Data shown:
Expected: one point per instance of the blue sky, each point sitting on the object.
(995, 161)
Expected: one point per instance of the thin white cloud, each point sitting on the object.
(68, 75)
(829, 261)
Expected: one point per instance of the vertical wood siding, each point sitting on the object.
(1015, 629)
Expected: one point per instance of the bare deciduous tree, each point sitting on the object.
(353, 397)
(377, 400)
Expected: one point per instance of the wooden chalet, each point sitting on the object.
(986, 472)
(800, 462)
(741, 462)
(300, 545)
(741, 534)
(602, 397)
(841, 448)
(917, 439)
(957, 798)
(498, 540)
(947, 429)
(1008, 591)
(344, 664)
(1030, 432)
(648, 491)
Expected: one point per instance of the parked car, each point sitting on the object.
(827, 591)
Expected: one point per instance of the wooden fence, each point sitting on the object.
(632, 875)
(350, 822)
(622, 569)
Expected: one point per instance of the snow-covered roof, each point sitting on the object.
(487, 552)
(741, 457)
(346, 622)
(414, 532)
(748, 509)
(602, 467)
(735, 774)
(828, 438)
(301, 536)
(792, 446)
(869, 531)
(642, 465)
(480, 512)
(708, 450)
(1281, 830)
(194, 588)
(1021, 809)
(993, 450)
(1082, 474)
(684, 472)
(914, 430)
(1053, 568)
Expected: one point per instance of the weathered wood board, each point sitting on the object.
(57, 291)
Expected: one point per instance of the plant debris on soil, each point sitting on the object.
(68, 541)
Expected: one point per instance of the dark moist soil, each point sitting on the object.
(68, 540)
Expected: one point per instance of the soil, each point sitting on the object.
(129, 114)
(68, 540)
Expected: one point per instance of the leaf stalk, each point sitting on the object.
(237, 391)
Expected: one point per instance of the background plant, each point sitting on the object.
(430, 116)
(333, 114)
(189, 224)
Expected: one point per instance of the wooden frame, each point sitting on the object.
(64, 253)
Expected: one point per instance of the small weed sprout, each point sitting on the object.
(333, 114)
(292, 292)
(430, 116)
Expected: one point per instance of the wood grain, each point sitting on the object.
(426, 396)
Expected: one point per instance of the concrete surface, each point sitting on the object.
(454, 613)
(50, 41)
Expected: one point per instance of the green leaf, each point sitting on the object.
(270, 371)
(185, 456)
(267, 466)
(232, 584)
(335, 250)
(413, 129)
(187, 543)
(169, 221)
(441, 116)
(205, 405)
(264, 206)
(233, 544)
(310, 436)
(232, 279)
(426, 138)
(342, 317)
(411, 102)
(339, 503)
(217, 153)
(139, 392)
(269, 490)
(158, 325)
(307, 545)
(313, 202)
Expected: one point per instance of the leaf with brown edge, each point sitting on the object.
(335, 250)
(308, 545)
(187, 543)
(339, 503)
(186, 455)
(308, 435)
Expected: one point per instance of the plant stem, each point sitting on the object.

Job: Rewrite the listing above with "each point sitting on the object" changed to "each point placed on the object" everywhere and everything else unchanged.

Output for this task:
Expected: one point per instance of the blue sky, each point placed on the object.
(995, 161)
Expected: one point per instance of the thin white cloud, each point placed on the object.
(68, 75)
(829, 261)
Expected: one point per instance of the vertical wood siding, each point placed on the object.
(1015, 629)
Expected: one point per instance of the bare deciduous tree, each point placed on the object.
(353, 397)
(377, 400)
Expected: one point per instance of the wooden chalet, each point placed on the object.
(986, 472)
(800, 462)
(741, 462)
(300, 545)
(741, 534)
(602, 397)
(841, 448)
(917, 439)
(957, 798)
(498, 540)
(947, 429)
(1008, 591)
(344, 664)
(1030, 432)
(648, 491)
Expected: one point per instance of the parked car, each point placed on the object.
(827, 591)
Expected: one point per instance of the wooden fence, each point placed on the object.
(632, 875)
(350, 822)
(622, 569)
Expected: one point per instance of the snow-covered roof, each point placed on the object.
(487, 552)
(741, 457)
(346, 622)
(414, 532)
(748, 509)
(602, 467)
(735, 774)
(828, 438)
(301, 536)
(792, 446)
(869, 531)
(642, 465)
(480, 512)
(708, 450)
(1281, 830)
(194, 588)
(1021, 809)
(993, 450)
(1082, 474)
(684, 472)
(914, 430)
(1053, 568)
Expected: one point per instance of the weathered wood board, each point placed on the object.
(57, 291)
Expected: one point per instance of the plant debris on soil, each point placed on the object.
(68, 541)
Expected: one point per instance of the dark moist soil, each point placed on the object.
(68, 540)
Expected: one point per instance of the soil, each point placed on the object.
(129, 114)
(68, 540)
Expected: one point per instance of the leaf stalk, each point placed on the object.
(237, 391)
Expected: one point per instance of the background plant, each point placed on the object.
(430, 116)
(333, 114)
(189, 224)
Expected: one point per instance of the wooden frame, each point placed on the object.
(64, 253)
Expected: one point per instance of the small weed sprout, each point placed on the object.
(333, 114)
(292, 292)
(430, 116)
Expected: one point per instance of the wood grain, each point placed on the object.
(426, 396)
Expected: one point per instance of the concrete surface, each point placed on the object.
(454, 613)
(50, 41)
Expected: one point per instance of the green leaf, each point placed on the object.
(270, 371)
(185, 456)
(267, 466)
(232, 584)
(335, 250)
(413, 129)
(187, 543)
(169, 221)
(441, 116)
(205, 405)
(264, 206)
(233, 544)
(310, 436)
(232, 279)
(426, 138)
(342, 317)
(411, 102)
(339, 503)
(217, 153)
(139, 392)
(269, 490)
(158, 325)
(307, 545)
(313, 202)
Expected: one point per instance of the leaf with brown edge, each point placed on the object.
(335, 250)
(308, 545)
(187, 543)
(339, 503)
(186, 455)
(308, 435)
Expected: one point per instance of the plant stem, each point placed on the object.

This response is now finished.